Count how many lines of the data below contain the string "pond". Give only the number.

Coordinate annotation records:
## BEGIN
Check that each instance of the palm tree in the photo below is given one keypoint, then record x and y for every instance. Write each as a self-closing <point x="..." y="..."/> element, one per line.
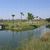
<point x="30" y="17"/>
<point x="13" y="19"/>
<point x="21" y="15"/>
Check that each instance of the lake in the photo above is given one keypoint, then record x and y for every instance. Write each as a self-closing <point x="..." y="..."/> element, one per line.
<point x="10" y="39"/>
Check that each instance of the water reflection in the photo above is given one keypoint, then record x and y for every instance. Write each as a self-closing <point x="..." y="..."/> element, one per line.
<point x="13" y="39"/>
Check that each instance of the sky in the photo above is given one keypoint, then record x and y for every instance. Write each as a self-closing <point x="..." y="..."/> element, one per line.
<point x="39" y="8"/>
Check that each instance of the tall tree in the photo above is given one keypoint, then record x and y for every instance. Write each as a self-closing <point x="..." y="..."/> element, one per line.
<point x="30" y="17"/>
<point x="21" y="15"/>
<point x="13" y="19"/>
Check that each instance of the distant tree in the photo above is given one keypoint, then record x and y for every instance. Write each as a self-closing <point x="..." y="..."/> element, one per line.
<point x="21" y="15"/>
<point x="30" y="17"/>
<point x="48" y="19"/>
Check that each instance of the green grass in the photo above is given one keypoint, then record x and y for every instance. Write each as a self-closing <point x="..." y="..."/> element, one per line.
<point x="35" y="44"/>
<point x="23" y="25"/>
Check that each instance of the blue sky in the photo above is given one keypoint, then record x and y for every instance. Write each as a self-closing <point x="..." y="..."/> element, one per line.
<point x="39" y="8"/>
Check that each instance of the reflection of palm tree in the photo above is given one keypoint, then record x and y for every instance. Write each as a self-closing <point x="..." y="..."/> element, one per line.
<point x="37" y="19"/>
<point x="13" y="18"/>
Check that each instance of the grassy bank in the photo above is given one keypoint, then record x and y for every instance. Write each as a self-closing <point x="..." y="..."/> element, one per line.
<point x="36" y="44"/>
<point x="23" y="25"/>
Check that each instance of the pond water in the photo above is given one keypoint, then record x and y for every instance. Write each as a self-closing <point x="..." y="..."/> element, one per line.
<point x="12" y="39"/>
## END
## BEGIN
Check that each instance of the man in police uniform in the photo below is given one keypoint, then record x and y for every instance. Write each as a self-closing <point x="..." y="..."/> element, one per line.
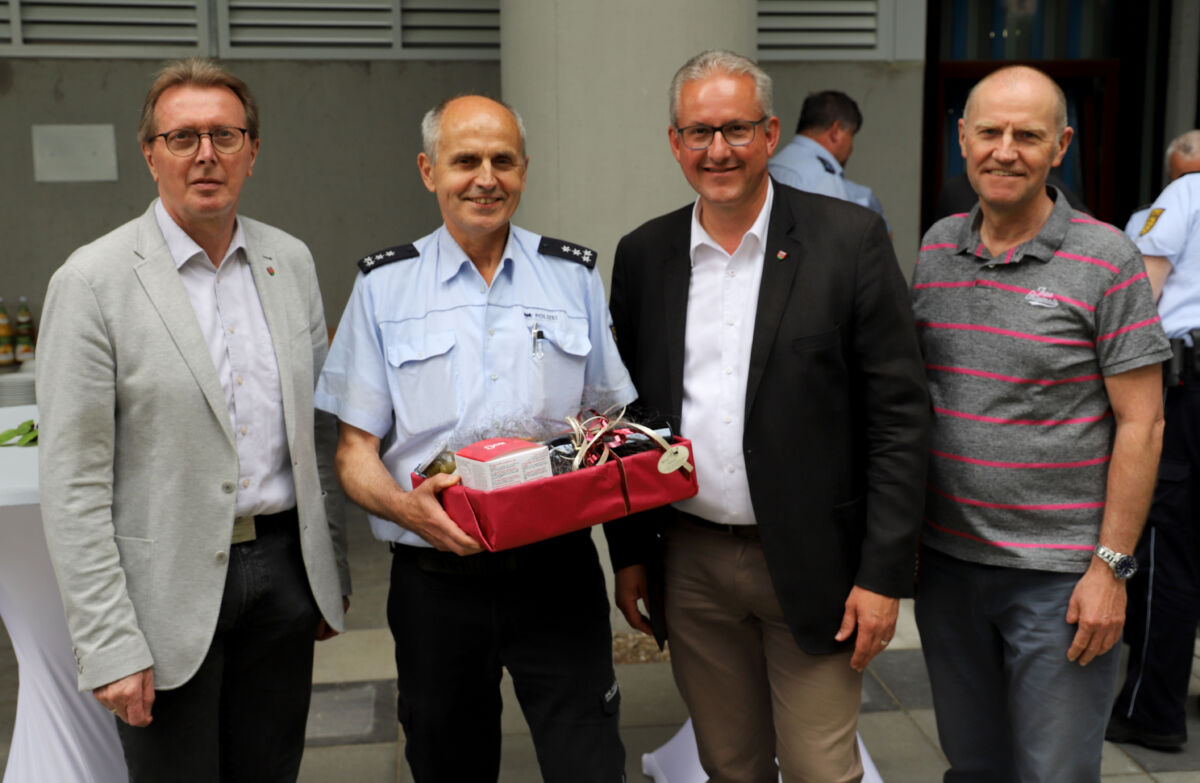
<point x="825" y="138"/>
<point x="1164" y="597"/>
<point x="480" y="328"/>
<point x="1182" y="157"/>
## END
TASK SOLUTION: 1